**Requirements**
1 > Transcribe everything in the super-resolution passage from "2.2 Image Super-Resolution" down to "image textural statistics.".
2 > Filter the rows and copy out each line that contains the string "ceiling", matching case exactly.

Blau et al. [6] proposed a cascaded pyramid structure with two branches, one is for feature extraction, the other is for image reconstruction. Moreover, Charbonnier loss was applied to multiple levels and it can generate sub-band residual images at each level. Tong et al. [15] introduced dense blocks combining low-level features and high-level features to improve the performance effectively. Lim et al. [7] removed Batch Normalization layers in residual blocks (ResBlocks) and adopted residual scaling factor to stabilize network training. Besides, it also proposed multi-scale SR algorithm via a single network. However, when the scaling factor is equal to or larger than \(4\times \), the results obtained by the aforementioned methods mostly look smooth and lack enough high-frequency details. The reason is that the optimization targets are mostly based on minimizing L1 or L2 loss in pixel space without considering the high-level features.

2.2 Image Super-Resolution Using Generative Adversarial Networks

Super-Resolution with Adversarial Training. Generative adversarial nets (GANs) [16] consist of Generator and Discriminator. In the task of super-resolution, e.g., SRGAN [5], Generator is used to generate SR images. Discriminator distinguishes whether an image is true or forged. The goal of Generator is to generate a realistic image as much as possible to fool Discriminator. And Discriminator aims to distinguish the ground truth from the generated SR image. Thus, Generator and Discriminator constitute an adversarial game. With adversarial training, the forged data and the real data can eventually obey a similar image statistics distribution. Therefore, adversarial learning in SR is important for recovering the image textural statistics.

**Records for the exercise**
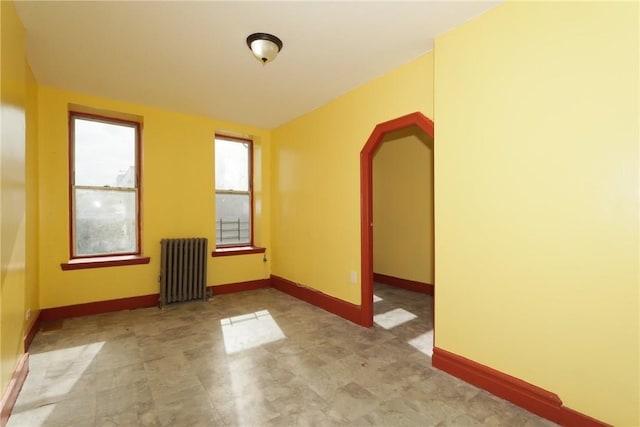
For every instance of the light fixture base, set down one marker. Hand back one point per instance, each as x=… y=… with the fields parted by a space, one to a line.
x=265 y=47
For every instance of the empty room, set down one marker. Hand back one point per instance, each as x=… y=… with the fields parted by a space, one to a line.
x=368 y=213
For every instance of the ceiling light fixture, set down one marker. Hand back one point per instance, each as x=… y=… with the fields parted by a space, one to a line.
x=265 y=47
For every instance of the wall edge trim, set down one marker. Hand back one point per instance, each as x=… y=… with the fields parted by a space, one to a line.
x=32 y=330
x=13 y=389
x=528 y=396
x=312 y=296
x=410 y=285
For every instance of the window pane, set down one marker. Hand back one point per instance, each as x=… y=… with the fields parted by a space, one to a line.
x=104 y=154
x=232 y=165
x=232 y=219
x=105 y=222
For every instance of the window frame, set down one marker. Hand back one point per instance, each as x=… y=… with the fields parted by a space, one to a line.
x=119 y=258
x=237 y=248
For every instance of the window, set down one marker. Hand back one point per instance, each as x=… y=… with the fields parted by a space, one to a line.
x=104 y=186
x=233 y=191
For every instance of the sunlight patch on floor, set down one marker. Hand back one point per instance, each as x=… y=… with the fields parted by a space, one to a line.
x=423 y=343
x=393 y=318
x=249 y=331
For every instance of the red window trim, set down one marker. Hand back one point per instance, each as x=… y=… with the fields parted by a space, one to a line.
x=94 y=259
x=104 y=261
x=250 y=244
x=237 y=250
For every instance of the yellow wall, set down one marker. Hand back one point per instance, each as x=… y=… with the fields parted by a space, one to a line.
x=536 y=184
x=18 y=285
x=403 y=206
x=316 y=178
x=177 y=200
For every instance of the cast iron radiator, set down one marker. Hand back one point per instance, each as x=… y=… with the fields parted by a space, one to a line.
x=183 y=270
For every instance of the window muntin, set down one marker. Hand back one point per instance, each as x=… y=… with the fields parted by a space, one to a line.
x=233 y=177
x=104 y=186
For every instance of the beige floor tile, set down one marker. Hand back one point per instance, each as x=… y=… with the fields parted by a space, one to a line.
x=257 y=358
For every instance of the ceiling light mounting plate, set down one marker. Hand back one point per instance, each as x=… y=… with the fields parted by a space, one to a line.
x=265 y=47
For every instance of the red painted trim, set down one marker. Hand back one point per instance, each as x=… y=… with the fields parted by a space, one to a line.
x=31 y=332
x=13 y=389
x=131 y=303
x=410 y=285
x=104 y=261
x=238 y=250
x=571 y=418
x=528 y=396
x=87 y=309
x=326 y=302
x=366 y=202
x=240 y=287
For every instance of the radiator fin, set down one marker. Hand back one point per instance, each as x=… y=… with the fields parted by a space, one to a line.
x=183 y=270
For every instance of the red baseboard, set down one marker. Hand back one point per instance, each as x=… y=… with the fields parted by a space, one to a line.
x=31 y=332
x=87 y=309
x=326 y=302
x=13 y=389
x=528 y=396
x=240 y=286
x=411 y=285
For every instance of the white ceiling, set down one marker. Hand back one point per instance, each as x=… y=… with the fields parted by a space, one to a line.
x=192 y=56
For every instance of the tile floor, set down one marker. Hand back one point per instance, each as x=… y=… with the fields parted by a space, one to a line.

**Full answers**
1 >
2.2 Image Super-Resolution Using Generative Adversarial Networks

Super-Resolution with Adversarial Training. Generative adversarial nets (GANs) [16] consist of Generator and Discriminator. In the task of super-resolution, e.g., SRGAN [5], Generator is used to generate SR images. Discriminator distinguishes whether an image is true or forged. The goal of Generator is to generate a realistic image as much as possible to fool Discriminator. And Discriminator aims to distinguish the ground truth from the generated SR image. Thus, Generator and Discriminator constitute an adversarial game. With adversarial training, the forged data and the real data can eventually obey a similar image statistics distribution. Therefore, adversarial learning in SR is important for recovering the image textural statistics.

2 >
For every instance of the ceiling light fixture, set down one marker. Hand back one point per instance, each as x=… y=… with the fields parted by a space, one to a line.
For every instance of the ceiling light mounting plate, set down one marker. Hand back one point per instance, each as x=… y=… with the fields parted by a space, one to a line.
For every instance of the white ceiling, set down one marker. Hand back one point per instance, each as x=… y=… with the fields parted by a space, one to a line.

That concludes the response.